Well thats partially right Hugo, these agreements always depend on how much both parties really want them to succeed, and Korea especially is heavily protectionist. But they also need to sell, and this FTA is also backed up by similar agreements ASEAN has signed with these countries. We’ll see how effective they are in due course. But better to have the franework than not. Thanks – Chris
A FTA between China, Japan and South Korea is basically unfair for China and Japan.
1.- China is tens of times bigger and more powerful market especially due to its population with a considerably big weatlhy part.
2.- Japan is more than twice the South Korean market, far stronger, far wealthier and willing to buy foreign products without prejudice (see Haier sales).
3.- South Korea has an economy based on a strong brainwashing (THIS should be called a non-tariff barrier), especially towards Chinese and Japanese people and products.
* As example of how wrong this FTA may be, we could use the Euro-Korea FTA where results are already seen on paper and it even damages the European economy. In Europe we obviously accepted this FTA to force China to open the doors (a different story). Who the hell accepts anything with South Korea if we are five times that economy, more willing to buy foreign products and open-minded population (sometimes innocent pretending to know more).

### [Short exercise 1]
Quote the discussion of the trade agreement, starting at the words "Well thats partially" and stopping after the words "China and Japan.".
The discussion of the trade agreement and the listing have no connection to each other.

### [Extracted entries]
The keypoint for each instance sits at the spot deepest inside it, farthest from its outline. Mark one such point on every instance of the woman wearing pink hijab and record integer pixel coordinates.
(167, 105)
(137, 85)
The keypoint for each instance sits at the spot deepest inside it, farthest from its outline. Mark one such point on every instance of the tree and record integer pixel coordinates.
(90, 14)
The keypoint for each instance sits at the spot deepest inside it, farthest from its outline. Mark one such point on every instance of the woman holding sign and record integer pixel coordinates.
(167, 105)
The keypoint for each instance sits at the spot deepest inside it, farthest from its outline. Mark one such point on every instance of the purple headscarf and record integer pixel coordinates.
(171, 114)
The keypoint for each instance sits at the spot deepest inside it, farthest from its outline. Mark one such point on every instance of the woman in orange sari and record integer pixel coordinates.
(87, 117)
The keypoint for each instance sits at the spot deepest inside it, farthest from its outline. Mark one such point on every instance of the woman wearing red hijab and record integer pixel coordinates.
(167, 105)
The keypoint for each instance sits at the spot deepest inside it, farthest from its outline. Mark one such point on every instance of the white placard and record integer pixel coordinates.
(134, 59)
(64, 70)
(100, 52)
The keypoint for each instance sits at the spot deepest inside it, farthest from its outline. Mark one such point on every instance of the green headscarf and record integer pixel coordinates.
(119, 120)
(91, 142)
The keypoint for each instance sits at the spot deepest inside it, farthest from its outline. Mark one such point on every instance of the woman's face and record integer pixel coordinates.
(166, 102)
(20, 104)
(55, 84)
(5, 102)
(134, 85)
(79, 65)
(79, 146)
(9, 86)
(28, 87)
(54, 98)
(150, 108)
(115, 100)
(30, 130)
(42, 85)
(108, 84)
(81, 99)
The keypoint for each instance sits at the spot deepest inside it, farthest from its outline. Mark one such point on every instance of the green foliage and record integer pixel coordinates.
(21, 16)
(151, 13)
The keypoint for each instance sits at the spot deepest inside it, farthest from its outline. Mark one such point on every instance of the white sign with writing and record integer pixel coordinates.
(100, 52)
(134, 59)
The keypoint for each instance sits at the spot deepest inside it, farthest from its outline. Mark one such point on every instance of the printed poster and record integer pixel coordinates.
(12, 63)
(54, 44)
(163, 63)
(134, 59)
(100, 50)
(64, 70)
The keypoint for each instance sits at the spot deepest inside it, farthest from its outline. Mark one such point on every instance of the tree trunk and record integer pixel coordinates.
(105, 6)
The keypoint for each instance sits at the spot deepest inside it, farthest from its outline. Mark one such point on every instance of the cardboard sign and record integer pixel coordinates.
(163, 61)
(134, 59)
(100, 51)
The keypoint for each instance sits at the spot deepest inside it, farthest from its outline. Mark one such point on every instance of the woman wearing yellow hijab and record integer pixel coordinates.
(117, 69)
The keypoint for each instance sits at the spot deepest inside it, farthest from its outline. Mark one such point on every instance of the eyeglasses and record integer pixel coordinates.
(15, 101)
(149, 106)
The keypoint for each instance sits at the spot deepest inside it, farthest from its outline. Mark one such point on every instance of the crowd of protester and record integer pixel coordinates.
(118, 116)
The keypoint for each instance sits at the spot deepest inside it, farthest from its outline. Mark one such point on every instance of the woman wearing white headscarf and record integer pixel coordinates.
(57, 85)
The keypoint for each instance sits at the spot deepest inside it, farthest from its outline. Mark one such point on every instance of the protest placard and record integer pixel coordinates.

### [Short exercise 2]
Pull out every line of the listing that contains the string "hijab", with case counting.

### [Written response 1]
Well thats partially right Hugo, these agreements always depend on how much both parties really want them to succeed, and Korea especially is heavily protectionist. But they also need to sell, and this FTA is also backed up by similar agreements ASEAN has signed with these countries. We’ll see how effective they are in due course. But better to have the franework than not. Thanks – Chris
A FTA between China, Japan and South Korea is basically unfair for China and Japan.

### [Written response 2]
The keypoint for each instance sits at the spot deepest inside it, farthest from its outline. Mark one such point on every instance of the woman wearing pink hijab and record integer pixel coordinates.
The keypoint for each instance sits at the spot deepest inside it, farthest from its outline. Mark one such point on every instance of the woman wearing red hijab and record integer pixel coordinates.
The keypoint for each instance sits at the spot deepest inside it, farthest from its outline. Mark one such point on every instance of the woman wearing yellow hijab and record integer pixel coordinates.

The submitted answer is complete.